■ Extract to read ■
++++++++++

Isaiah 30:8-11 (New Living Translation)
“Now go and write down these words. Write them in a book. They will stand until the end of time as a witness that these people are stubborn rebels who refuse to pay attention to the Lord’s instructions. They tell the seers, “Stop seeing visions!” They tell the prophets “Don’t tell us what is right. Tell us nice things. Tell us lies. Forget all this gloom. Get off your narrow path. Stop telling us about your ‘Holy One of Israel.’”I’ve been steering clear of the goings on in the political arena for over a month, but events have overtaken me and I once again feel the stirring in my soul. As we Evangelicals put it, I feel the “
unction.”
In the early days of his failed presidential campaign Mike Huckabee spoke to a gathering of Evangelicals, noting that he’d come to them as one speaking the language of Zion as a mother tongue, not as one who’d recently learned clever Christian catch phases so that he could benefit politically. As his campaign lurched between the giddiness of success to the inevitable defeat he became a center of media attention, often misunderstood, sometimes mocked, occasionally disdained. When it was all over the media never could fully understand what the point was. They failed to see that the real point of Mike Huckabee wasn’t about him. What his campaign revealed was that there really is a significant Evangelical culture or sub-culture, or perhaps even a counter-culture in this country, that there is real value in being a
smooth stone or a
widow’s mite.
I think the media must have breathed a collective sigh of relief when John McCain went over the top and secured the Republican Party’s nomination. The talk of Zion, smooth stones, and widow’s mites was past. It was time to settle in to politics as usual.
For a time things went according to the script. On the heels of Hillary’s tears in New Hampshire, we were treated to the endless math lessons and delegate counts. There was little talk of the issues, and that was alright. After all, that’s what political campaigns and the news business are all about: the shallow and meaningless. I think it was Will Rogers who once asked, “If stupidity got us into this mess, then why can’t it get us out?” That was the operative doctrine in Rogers’ day, and it’s even truer today.
Then, Jeremiah Wright burst upon the scene. For the media, it was a godsend, a ratings bonanza. His sermons, or selected snippets of them, became fuel for the media wildfires. I’m not sure where they first appeared. I think it might have been on FOX. But once it all got started the talking heads from networks and cable outlets began to douse the flames with gasoline. It seemed to subside for a while, but the dying embers have been re-kindled in the past few days. Reverend Wright has decided to speak out and the flames are once again leaping across the airwaves.

++++++++++

■ Required work ■
**A.** In the political commentary above, what event does the writer think made the media breathe a collective sigh of relief?
**B.** Write out the part of the political commentary from "For a time things" up to and including "even truer today.".

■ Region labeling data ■
++++++++++

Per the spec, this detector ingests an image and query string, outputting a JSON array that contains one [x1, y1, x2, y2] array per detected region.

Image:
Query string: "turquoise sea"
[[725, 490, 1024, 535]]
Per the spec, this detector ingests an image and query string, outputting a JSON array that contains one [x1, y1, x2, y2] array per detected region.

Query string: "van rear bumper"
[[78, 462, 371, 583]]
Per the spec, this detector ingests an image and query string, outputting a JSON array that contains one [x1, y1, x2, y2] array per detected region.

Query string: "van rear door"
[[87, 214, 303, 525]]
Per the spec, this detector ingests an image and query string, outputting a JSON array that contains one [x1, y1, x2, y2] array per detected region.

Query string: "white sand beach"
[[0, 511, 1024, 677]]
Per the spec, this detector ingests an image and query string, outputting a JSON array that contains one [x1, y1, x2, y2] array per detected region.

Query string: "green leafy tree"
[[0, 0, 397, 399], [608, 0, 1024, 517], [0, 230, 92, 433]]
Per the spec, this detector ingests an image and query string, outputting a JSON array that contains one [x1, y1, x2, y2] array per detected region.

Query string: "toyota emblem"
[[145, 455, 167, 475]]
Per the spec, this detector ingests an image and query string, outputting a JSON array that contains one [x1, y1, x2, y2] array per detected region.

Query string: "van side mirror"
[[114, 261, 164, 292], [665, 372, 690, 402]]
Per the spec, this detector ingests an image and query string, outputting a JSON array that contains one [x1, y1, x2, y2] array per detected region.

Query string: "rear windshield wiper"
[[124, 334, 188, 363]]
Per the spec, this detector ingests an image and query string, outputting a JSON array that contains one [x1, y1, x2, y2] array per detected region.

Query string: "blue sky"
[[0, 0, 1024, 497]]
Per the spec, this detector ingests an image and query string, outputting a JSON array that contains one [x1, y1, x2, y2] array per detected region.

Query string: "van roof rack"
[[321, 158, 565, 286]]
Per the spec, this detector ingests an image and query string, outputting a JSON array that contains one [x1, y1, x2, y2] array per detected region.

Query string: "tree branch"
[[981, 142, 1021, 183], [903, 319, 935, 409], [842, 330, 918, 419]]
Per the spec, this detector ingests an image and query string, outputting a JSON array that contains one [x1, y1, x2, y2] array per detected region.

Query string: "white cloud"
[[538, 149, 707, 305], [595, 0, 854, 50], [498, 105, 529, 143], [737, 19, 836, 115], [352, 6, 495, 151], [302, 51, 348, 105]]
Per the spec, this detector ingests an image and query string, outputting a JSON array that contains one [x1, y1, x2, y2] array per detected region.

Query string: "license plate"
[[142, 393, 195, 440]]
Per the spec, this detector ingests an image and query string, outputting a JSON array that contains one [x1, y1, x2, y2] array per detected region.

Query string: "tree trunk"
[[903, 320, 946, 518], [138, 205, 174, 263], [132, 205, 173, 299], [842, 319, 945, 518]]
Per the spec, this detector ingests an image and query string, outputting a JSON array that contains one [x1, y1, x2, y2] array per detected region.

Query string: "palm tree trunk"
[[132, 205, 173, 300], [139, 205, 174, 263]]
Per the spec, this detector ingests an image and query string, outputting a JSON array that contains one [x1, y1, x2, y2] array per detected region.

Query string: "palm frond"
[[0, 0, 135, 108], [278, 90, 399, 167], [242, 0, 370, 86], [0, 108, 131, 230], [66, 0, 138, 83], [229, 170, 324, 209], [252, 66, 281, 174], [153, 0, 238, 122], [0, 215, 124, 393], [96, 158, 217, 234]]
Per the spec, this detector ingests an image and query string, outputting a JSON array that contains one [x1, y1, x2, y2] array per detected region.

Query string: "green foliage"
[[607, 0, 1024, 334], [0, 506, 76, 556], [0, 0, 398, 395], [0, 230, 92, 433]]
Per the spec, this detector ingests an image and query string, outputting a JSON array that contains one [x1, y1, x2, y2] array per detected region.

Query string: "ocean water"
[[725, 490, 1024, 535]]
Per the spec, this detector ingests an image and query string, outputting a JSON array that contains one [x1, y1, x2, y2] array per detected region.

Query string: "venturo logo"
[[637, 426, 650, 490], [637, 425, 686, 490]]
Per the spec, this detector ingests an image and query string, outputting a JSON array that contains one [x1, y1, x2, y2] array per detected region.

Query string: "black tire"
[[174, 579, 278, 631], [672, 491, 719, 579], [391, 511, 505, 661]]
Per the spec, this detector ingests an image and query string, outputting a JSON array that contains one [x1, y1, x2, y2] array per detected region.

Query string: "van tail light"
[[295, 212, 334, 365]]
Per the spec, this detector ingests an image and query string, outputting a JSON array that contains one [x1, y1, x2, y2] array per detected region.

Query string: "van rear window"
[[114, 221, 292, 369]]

++++++++++

■ Full solutions ■
**A.** John McCain going over the top and securing the Republican Party's nomination.

**B.**
For a time things went according to the script. On the heels of Hillary’s tears in New Hampshire, we were treated to the endless math lessons and delegate counts. There was little talk of the issues, and that was alright. After all, that’s what political campaigns and the news business are all about: the shallow and meaningless. I think it was Will Rogers who once asked, “If stupidity got us into this mess, then why can’t it get us out?” That was the operative doctrine in Rogers’ day, and it’s even truer today.